** Opening Document section block **
This is why I said that he is not right. I don't think that is right treating people like this but for me personally because my boyfriend has experienced abuse by his relationship some years ago I can understand and accept something like this. I have also be under a trauma it was not a serious as this so I don't excuse myself. But I think that when it comes to a trauma that was caused by abuse the behaviour of the person should be easier acceptable. My boyfriend after getting abused by his old relationship (something similar to this manga, not as bad tho) was terrified by some things. Some times when I was even trying to get something that it was close to him the first months would be terrified, from just running away to start screaming and crying about it. It was very bad for me too, but I could accept it, I could understand that he had a trauma on some things (like fast movement, loud voice, really small rooms/places etc.) so I tried my best to stop thinking about his behaviour that was caused by a trauma and tried to help him with that. I know that the girl in this manga really loves him and we can see it through to how much she cares about him and that it can be very painful to see your partner like this but please, understand that the person that has the trauma is not that easy to get over it. Especially a trauma caused by abuse, I think that this is one of the worst traumas that someone can have and I always feel sad when I hear that someone went through this. Not because "they got abused" but because I know how they may feel, what thoughts they may have and how bad and painful it's to get over this. I won't keep doing this conversation, you do you. Anyone has their own opinions. I shared mine and my story, I don't think that I have anymore to say. Sorry for my long ass comment again I just hate talking and judging someone that is in such a situation. It kinda hurts.
Also one more thing I wrote my answer on another comment (the long one) but if you see carefully he is not avoiding her for punishing her, also he is not doing this for a "stupid blog" but his trauma got triggered because this blog was the same that his old partner was uploading all his abusive pics.
If yall are so upset because he is somehow "toxic", stop reading. He has a hard time opening up, would you blame him? Like i already said on another post, he isn't a representation of how YOU handle trauma, itd a different representation. Im not blaming anyone, itd neither of their faults, aren't yall the ones calling him toxic?
You misunderstood the story. The blog was NOT the same whatsoever. It was just A blog. So yes he was avoiding her intentionally because he was triggered. It was still his responsibility to confront her once he had calmed down, explain why he was triggered, and apologize for being so shitty of a person that he told Daisy So-Dam made his trauma worse by having a blog she had before they even met.
Whatever, I thought it was the same blog, sorry if it's not the same but I explained my thoughts on the other comment, I won't repeat it again, there is no reason for this conversation, now it's not what if fact but our opinions and your opinion if I'm right(don't know what experience you have with this kind of thing) is that his trauma does not excuse the thing that his shitty when my opinion by experience by being in a relationship with a partner that has a trauma by an abusive relationship is that I think that every kind of behaviour after his trauma getting triggered should be forgotten. The trigger is not something that happens once like a panic attack and then it goes away, is something that can last a lot of hours and days, so no, I think that he stills under the trauma trigger without being able to think right. As I said before I don't continue this conversation, it's all up to you guys
I do understand you, yeah. I know what a trigger and trauma are personally, but hearing the explanation, reading her blog and deciding to be with her again as if nothing happened, he's no longer triggered and having a trauma response. To be fair he could still apologize and I hope he does I'd love to see them communicate. (She's apologized every time she does wrong, doesn't take away the wrong, but it validates and acknowledges the other person's pain). Here I am hoping fictional characters can be healthy though lol Have a good night friend!
** Closing Document section block **
** Opening Extracted material block **
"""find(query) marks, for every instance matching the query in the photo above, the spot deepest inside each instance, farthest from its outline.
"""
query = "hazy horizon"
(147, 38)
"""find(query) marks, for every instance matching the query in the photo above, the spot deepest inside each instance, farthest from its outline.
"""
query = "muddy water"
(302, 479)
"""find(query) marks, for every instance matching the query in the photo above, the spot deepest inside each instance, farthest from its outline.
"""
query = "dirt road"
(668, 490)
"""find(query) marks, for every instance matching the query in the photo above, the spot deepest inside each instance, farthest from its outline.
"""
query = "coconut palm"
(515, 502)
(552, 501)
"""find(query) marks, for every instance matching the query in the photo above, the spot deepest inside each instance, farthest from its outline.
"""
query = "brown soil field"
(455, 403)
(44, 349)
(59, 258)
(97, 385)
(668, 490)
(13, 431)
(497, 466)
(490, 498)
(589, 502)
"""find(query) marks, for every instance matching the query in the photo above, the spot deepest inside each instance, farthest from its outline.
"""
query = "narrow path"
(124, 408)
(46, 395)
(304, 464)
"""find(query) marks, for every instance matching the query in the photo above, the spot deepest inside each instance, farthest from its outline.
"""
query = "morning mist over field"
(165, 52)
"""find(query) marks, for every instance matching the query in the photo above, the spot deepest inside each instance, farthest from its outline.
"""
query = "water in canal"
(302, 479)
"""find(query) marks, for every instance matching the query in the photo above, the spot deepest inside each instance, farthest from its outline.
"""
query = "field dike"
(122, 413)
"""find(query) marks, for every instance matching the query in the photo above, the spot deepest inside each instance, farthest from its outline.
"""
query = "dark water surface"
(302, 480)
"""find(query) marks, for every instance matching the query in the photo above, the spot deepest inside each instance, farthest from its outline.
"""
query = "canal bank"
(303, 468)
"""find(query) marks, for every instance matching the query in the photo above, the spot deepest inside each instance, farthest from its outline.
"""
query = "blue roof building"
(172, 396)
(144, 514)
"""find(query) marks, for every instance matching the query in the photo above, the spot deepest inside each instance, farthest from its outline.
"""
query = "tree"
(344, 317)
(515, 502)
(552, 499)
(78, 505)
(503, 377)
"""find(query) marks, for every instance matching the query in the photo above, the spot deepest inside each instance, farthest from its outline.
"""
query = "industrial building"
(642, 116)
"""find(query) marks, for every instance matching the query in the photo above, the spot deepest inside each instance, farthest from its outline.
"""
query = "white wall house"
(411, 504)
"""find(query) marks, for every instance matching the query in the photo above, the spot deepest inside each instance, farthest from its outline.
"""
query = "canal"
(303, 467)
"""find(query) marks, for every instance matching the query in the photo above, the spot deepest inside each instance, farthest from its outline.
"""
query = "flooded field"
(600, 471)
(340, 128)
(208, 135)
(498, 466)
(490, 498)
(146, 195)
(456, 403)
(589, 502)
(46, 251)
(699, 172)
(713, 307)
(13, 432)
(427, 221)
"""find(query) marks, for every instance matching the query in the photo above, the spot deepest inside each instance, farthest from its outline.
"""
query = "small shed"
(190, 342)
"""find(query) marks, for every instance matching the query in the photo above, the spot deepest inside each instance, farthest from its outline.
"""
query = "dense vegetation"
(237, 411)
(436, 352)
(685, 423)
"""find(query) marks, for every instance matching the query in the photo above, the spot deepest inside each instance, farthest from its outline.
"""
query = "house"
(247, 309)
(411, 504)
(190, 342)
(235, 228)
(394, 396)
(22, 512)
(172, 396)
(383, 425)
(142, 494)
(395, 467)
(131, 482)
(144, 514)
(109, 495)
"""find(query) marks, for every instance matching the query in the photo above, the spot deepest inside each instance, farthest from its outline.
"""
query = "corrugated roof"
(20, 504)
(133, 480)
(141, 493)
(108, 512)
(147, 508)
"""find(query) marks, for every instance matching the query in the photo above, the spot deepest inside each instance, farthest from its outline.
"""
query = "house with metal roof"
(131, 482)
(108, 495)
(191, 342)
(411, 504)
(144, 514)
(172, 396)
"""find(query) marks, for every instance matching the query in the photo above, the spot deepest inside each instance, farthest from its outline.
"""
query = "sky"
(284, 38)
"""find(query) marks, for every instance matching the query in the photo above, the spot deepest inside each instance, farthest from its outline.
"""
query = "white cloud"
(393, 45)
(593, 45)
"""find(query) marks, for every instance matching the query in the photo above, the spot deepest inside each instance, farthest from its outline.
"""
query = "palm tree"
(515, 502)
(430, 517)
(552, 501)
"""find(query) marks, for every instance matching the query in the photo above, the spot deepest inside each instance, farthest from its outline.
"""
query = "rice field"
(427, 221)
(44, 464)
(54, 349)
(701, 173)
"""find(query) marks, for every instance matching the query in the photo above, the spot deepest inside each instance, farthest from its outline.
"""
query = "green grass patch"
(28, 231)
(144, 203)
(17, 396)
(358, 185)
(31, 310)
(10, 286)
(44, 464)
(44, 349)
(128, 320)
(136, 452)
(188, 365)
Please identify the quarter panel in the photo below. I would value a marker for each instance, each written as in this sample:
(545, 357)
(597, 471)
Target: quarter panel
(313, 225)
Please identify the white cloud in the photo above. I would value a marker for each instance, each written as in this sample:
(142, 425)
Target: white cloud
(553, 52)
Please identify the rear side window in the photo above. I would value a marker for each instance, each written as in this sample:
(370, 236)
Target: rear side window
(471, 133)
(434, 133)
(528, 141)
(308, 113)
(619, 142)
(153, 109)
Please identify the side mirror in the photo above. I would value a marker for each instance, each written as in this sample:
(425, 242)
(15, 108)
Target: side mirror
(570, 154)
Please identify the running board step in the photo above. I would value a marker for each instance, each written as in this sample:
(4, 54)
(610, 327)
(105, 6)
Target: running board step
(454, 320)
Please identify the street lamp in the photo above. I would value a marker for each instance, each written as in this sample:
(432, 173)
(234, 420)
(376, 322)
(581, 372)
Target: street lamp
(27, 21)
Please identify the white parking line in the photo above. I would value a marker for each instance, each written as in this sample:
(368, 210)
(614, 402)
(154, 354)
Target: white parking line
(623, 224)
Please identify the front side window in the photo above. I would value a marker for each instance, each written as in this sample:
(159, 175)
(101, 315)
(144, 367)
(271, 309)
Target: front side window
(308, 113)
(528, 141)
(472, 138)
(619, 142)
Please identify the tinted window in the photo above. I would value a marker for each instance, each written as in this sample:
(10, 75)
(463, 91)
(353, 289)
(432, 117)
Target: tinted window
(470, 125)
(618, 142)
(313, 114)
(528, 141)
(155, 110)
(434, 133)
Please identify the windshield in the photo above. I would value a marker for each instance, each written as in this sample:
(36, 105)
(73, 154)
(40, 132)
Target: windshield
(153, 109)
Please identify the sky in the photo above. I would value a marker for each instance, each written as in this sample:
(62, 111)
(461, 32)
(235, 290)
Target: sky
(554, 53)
** Closing Extracted material block **
*How to complete this task*.
Continue the comment thread about the manga character's trauma, starting after its last comment.

*Answer box*.
We are not judging, we get that he was traumatized and we don't excuse any of the dom's action she did wrong too she shouldn't have listened to Stanger's advice on the internet, she shouldn't even have asked. every situation is different. And she should have discussed what she was about to do with the sub beforehand. but what we are saying is the scene where he run away after looking at the blog was over dramatic, and really not necessarily of him.
I feel like having a traumatized partner is hard enough, keeping up with him and always being conscious not to trigger him, to be understanding, supporting.... . is hard work. And I respect you for doing that with your partner because not a lot of people can deal with that and personally I don't think I can so I think your partner is lucky enough to have you and that is the same for the sub and he should cherish you and treat you nicely.
That all we wanted to say.
This conversation was entertaining hope yall stay safe
At this point he is in the wrong
_first he opened her laptop without her consent or her being with him(I am sorry but that is disrespectful and if someone did that to me I would consider them untrustworthy )
_second from that simple blog he assumed "that part of her" dude it could be for fun or for some research or whatever (she is a human too, she does things in her free time, what did you think? Once she get home she start counting the number on ants that colonized her room floor? NO)
_thirdly he left without saying a word leaving the door open? After being invited and he accepted the invitation (RUDE)
_fourthly if you face a problem in your relationship you communicate it with your partner not run AWAY yall are not children anymore (I get that you got traumatized but at some point you need to get past your trauma to grow up)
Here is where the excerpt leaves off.